● **Description of the task**: Copy the records below word for word, from the start through the line containing "x=278 y=274", including that line.

-- start of Data to use --

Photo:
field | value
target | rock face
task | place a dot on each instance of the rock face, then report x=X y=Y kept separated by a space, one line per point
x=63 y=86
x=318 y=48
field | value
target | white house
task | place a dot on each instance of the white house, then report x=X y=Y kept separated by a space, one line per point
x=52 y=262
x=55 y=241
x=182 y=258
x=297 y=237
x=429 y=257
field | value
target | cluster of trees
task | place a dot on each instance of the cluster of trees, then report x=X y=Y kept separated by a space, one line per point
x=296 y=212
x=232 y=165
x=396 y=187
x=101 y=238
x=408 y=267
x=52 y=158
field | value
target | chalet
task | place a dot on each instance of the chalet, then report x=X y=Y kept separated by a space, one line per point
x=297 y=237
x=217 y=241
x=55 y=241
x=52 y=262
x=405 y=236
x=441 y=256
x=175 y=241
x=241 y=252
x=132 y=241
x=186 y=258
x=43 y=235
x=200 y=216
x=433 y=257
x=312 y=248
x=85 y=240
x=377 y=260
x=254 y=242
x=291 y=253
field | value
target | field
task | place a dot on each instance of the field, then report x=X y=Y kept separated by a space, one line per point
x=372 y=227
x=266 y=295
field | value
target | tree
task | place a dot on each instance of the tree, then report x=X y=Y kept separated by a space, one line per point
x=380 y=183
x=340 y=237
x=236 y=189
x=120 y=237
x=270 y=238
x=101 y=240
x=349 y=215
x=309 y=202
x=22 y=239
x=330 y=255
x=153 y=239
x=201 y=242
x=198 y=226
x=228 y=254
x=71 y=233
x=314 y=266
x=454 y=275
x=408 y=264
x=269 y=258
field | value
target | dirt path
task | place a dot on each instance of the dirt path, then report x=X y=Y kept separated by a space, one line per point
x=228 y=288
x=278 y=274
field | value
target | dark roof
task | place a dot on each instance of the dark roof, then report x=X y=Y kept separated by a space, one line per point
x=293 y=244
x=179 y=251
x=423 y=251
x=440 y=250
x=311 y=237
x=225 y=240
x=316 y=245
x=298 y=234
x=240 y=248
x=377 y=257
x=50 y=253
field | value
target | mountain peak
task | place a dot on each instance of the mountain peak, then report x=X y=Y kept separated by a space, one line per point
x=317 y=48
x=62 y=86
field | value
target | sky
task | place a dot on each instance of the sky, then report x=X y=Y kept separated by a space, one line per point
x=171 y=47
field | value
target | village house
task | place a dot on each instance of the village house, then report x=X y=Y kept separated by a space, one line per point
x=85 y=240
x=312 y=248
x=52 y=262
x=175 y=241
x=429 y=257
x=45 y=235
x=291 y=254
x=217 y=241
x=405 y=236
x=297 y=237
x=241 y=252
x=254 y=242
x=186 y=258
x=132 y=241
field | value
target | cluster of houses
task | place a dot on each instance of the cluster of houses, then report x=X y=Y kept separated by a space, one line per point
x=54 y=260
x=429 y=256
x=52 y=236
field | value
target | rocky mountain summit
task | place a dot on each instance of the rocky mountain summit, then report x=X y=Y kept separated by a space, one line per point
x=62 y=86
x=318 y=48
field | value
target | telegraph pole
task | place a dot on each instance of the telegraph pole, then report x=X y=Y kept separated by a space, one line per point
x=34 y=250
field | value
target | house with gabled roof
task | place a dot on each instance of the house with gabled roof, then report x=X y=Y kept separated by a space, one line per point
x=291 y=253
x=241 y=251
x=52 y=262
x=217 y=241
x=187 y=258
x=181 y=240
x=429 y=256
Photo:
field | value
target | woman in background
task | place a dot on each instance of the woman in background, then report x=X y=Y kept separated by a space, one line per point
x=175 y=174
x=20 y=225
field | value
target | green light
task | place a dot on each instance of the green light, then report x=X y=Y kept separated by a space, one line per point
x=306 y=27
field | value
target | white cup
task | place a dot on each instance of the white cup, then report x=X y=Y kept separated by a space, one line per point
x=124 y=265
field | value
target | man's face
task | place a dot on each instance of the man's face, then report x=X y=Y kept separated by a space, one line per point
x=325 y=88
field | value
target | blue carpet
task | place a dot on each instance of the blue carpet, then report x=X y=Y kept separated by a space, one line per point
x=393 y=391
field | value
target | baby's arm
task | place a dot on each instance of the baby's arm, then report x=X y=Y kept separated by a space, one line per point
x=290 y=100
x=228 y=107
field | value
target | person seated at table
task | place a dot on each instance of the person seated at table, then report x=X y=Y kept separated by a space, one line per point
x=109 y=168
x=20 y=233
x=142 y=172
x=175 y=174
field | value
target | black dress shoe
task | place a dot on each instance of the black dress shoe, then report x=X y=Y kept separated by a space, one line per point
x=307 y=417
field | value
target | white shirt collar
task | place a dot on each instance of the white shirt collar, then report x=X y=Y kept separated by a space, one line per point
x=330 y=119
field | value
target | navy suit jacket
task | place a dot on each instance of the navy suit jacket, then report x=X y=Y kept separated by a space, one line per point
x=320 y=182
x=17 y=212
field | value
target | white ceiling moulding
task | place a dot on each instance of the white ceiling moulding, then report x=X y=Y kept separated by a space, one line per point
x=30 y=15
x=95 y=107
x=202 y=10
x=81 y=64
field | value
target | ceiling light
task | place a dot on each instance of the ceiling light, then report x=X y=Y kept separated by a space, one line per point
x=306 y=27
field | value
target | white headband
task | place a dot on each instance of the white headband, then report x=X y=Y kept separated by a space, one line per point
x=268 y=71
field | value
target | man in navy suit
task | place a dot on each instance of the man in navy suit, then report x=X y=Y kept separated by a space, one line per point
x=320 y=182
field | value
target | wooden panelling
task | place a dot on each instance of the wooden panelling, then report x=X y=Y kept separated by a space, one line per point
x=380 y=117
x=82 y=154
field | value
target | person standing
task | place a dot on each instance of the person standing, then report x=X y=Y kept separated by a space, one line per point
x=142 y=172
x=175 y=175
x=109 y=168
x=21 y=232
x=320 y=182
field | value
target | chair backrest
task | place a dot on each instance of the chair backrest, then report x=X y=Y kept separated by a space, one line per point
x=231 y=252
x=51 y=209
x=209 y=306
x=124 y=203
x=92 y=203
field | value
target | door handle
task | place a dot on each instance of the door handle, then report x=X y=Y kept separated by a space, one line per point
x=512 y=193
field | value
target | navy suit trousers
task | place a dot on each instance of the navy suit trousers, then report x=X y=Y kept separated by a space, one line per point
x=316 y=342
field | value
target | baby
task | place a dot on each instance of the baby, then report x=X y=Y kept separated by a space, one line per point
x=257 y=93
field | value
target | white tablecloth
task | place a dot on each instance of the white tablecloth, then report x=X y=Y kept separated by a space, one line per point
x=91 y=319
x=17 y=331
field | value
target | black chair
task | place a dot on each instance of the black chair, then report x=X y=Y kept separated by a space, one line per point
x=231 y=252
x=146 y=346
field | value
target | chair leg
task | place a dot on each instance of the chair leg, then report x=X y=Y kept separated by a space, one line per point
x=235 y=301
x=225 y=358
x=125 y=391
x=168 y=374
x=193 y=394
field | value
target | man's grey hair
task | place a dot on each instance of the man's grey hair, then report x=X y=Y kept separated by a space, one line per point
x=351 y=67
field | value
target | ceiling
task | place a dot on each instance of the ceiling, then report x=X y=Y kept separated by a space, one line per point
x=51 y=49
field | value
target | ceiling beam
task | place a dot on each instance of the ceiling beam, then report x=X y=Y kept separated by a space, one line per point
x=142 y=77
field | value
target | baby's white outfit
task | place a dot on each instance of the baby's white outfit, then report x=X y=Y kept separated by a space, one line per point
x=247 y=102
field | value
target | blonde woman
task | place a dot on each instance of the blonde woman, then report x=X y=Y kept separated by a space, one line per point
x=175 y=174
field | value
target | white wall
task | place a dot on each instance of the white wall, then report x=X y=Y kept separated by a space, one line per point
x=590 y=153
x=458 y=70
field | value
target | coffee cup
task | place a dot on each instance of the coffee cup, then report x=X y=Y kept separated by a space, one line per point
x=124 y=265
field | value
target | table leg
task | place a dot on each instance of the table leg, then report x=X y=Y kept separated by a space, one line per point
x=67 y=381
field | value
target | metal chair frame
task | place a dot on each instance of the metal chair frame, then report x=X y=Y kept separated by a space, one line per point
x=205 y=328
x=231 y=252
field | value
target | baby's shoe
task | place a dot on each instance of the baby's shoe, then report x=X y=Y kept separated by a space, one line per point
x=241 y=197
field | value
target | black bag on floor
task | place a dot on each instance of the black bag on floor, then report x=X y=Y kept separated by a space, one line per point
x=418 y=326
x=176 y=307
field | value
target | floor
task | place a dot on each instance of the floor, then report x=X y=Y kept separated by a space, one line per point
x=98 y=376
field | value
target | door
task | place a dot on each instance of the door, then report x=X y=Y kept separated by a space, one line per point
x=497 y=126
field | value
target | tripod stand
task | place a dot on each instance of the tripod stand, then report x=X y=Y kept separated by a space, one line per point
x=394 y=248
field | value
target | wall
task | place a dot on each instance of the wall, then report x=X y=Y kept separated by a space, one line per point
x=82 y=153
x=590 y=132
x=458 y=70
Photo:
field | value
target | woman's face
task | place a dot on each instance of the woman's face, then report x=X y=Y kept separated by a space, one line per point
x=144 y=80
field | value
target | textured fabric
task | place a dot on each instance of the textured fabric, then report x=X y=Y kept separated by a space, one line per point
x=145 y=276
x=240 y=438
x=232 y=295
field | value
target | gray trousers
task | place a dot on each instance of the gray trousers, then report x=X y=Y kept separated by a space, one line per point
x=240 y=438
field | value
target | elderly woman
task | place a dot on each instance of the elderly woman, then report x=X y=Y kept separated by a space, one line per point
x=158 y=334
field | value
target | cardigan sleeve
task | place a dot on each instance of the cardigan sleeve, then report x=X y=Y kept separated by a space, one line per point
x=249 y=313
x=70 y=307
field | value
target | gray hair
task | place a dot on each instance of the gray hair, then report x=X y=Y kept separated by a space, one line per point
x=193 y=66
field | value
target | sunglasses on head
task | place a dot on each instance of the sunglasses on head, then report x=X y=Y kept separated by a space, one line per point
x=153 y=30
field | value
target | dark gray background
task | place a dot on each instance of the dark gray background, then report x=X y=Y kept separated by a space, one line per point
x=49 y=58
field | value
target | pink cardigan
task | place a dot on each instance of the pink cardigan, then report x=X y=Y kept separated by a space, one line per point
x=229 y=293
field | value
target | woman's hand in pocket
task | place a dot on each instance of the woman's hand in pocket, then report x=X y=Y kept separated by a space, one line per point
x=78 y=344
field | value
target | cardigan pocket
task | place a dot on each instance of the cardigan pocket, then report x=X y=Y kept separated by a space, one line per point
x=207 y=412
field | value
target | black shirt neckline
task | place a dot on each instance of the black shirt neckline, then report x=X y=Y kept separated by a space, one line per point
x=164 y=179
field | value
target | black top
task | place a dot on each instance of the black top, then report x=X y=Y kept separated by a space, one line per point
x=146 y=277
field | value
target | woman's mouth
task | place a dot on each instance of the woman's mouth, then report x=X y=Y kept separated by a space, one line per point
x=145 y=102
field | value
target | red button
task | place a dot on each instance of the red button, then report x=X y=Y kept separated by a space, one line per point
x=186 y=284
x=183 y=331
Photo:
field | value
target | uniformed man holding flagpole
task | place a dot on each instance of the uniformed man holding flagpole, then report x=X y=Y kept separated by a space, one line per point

-- end of Data to use --

● **Result of the exercise**:
Photo:
field | value
target | rock face
task | place a dot on each instance of the rock face, then report x=X y=Y kept separated by a space, one line per point
x=63 y=86
x=318 y=48
field | value
target | white house
task | place a dot on each instance of the white house, then report x=X y=Y kept separated by a space, one line per point
x=52 y=262
x=55 y=241
x=182 y=258
x=297 y=237
x=429 y=257
field | value
target | cluster of trees
task | place a dot on each instance of the cluster of trees, then report x=X y=Y kept separated by a space, one line per point
x=296 y=212
x=232 y=165
x=396 y=187
x=101 y=238
x=408 y=267
x=52 y=158
field | value
target | chalet
task | place a dot on each instance of the chalet, then report x=X y=Y kept separated by a space, one line per point
x=297 y=237
x=217 y=241
x=55 y=241
x=52 y=262
x=405 y=236
x=441 y=256
x=175 y=241
x=241 y=252
x=132 y=241
x=186 y=258
x=43 y=235
x=200 y=216
x=433 y=257
x=312 y=248
x=85 y=240
x=377 y=260
x=254 y=242
x=291 y=253
field | value
target | field
task | place a dot on each instance of the field, then report x=X y=Y kept separated by a space, one line per point
x=372 y=227
x=266 y=295
field | value
target | tree
task | place a dot on each instance of the tree, then report x=X y=Y kept separated by a space, one line per point
x=380 y=183
x=340 y=237
x=236 y=189
x=120 y=237
x=270 y=238
x=101 y=240
x=349 y=215
x=309 y=202
x=22 y=239
x=330 y=255
x=153 y=239
x=201 y=242
x=198 y=226
x=228 y=254
x=71 y=233
x=314 y=266
x=454 y=275
x=408 y=264
x=269 y=258
field | value
target | dirt path
task | place a dot on each instance of the dirt path, then report x=X y=Y kept separated by a space, one line per point
x=228 y=288
x=278 y=274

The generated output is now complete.